====== SUPPLIED DATA ======

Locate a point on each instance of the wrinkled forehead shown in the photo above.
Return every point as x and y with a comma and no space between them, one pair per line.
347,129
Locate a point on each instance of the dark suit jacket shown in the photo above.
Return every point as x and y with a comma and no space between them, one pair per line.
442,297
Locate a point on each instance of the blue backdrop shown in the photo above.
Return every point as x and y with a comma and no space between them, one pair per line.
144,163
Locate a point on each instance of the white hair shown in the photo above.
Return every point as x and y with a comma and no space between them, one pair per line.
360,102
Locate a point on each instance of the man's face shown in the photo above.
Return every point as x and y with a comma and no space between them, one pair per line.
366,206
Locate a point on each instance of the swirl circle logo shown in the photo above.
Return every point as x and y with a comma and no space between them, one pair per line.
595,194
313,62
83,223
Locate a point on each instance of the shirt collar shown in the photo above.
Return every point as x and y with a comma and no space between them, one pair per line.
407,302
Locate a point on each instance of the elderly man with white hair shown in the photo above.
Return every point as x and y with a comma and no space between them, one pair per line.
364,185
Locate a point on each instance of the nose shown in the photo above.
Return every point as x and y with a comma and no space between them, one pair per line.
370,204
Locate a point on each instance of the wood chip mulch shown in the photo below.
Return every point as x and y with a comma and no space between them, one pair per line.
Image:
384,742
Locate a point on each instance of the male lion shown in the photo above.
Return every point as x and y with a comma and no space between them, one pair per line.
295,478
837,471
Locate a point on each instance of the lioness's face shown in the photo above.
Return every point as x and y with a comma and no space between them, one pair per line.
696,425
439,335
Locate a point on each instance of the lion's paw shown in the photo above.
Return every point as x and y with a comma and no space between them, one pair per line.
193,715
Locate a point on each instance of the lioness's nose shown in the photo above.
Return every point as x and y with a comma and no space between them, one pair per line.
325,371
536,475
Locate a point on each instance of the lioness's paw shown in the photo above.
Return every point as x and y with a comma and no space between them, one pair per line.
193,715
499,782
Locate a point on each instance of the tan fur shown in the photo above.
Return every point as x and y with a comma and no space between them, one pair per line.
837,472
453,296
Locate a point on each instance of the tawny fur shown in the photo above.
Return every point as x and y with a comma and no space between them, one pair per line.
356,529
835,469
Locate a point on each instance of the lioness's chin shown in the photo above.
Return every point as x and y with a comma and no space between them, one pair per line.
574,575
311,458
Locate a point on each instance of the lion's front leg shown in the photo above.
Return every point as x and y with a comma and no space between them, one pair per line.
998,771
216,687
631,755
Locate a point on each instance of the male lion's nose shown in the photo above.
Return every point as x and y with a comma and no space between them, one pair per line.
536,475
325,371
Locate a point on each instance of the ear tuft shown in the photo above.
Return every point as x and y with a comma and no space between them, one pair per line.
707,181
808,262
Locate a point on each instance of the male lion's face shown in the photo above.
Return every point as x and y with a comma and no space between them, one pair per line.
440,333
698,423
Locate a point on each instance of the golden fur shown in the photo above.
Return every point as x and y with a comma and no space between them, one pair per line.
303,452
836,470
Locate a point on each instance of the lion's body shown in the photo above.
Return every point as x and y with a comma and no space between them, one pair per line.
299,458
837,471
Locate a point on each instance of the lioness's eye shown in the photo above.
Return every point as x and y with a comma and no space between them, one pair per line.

======

Copy every one of the records above word for word, keeping their line breaks.

**CORRECT RESULT**
Locate a point on each instance of the wrinkled forehead shown in the photo above.
Return every point as x and y with a comma and no space between them, one pair per line.
347,129
Locate a point on each instance of the dark suit jacket shown in the photo above.
Return every point as x and y with a comma and no space between them, one pair per line.
442,297
Locate a point on each instance of the blue backdrop shown in the photo above.
Return every point as x and y with a comma and no space between them, one pair per line.
144,163
Locate a point on each instance of the white hair shown in the photo above.
Return every point as x and y with a comma and no space between them, one pair per line.
360,102
Locate a point on each instance of the man's face shown in the photo above.
Return every point as x and y with a comma and no space between them, one pair per line.
366,206
Locate a point on each instance of the swirl circle logo shown in the photo above.
Return every point as x and y with a comma and no space between them, one pair per line.
595,194
313,62
83,223
Locate a point on each instance of the shirt collar shown in the photo above.
Return every point as x and y with a comma and no space between them, one pair per line.
407,302
Locate a point on each instance of the elderly man with white hair shown in the photo above.
Return every point as x and y with a comma and no space between them, one pair per line.
364,185
Locate a point on each instance of the nose shown in the photo above.
Return every point as x and y with a comma and no space between them, one pair per line.
370,204
Locate a point on each instance of the wood chip mulch shown in the photo below.
Return every point as x and y with a comma and no space between them, one pair per line.
Image:
384,742
Locate a point on each instance of the male lion shown in the photo above.
Return every point as x and y with a comma and no space between them, one pair per line.
295,478
837,471
Locate a point on each instance of the lioness's face shown in the photo above.
Return every point as x and y with a comma and no space between them, one pair per line.
696,425
439,335
Locate a point on each instance of the lion's paw shown in the photo above.
Return every point as x and y with a comma and no space between them, one pair per line.
193,715
Locate a point on each instance of the lioness's nose shown in the photo above.
Return every point as x and y with a comma and no space between them, one pair per line.
325,371
536,475
Locate a point on each instance of the lioness's paw shown in the photo above.
Return every point as x and y with a comma and no space between them, one pair per line.
193,715
499,782
Locate a point on each instance of the tan fur shown in the photo above.
Return every point as x and y with a comma and no space between them, one pair per line.
837,472
453,296
Locate a point on each instance of the tawny fur shown in the photo above.
Return every point as x and y with a comma and no space between them, one pair per line.
356,529
835,469
Locate a point on each instance of the lioness's chin shown in the photo above.
Return every point as x and y with a comma and no space between them, one pair per line.
574,575
311,458
Locate a point on each instance of the lion's front leg shown in the photo above.
Return every point as x and y with a comma and no space between them, one pair per line.
998,771
216,687
631,755
Locate a point on each instance of the male lion's nose shown in the photo above.
Return every point as x and y with a comma and no space between them, one pair per line.
536,475
325,371
Locate a point on each instance of the ear tuft shown in the photo above.
Return every point as x and y with a comma and no space between them, one pair per line.
707,181
808,262
Locate a point on each instance of the male lion's face shown in the photo above.
Return every point as x and y with a comma and no space between them, one pair per line.
440,333
698,423
Locate a point on each instance of the golden fur shown in the photo above.
Return every point as x and y with a comma and no space between them, one pair per line.
303,452
836,470
Locate a point on each instance of the lion's body shown in the photo above.
Return every point as x and y with a comma and no space between them, one pair per line.
299,458
837,471
Locate a point on each instance of the lioness's eye shown in the photo above.
Return every point as x and y with a comma and no space between them, one pair per line.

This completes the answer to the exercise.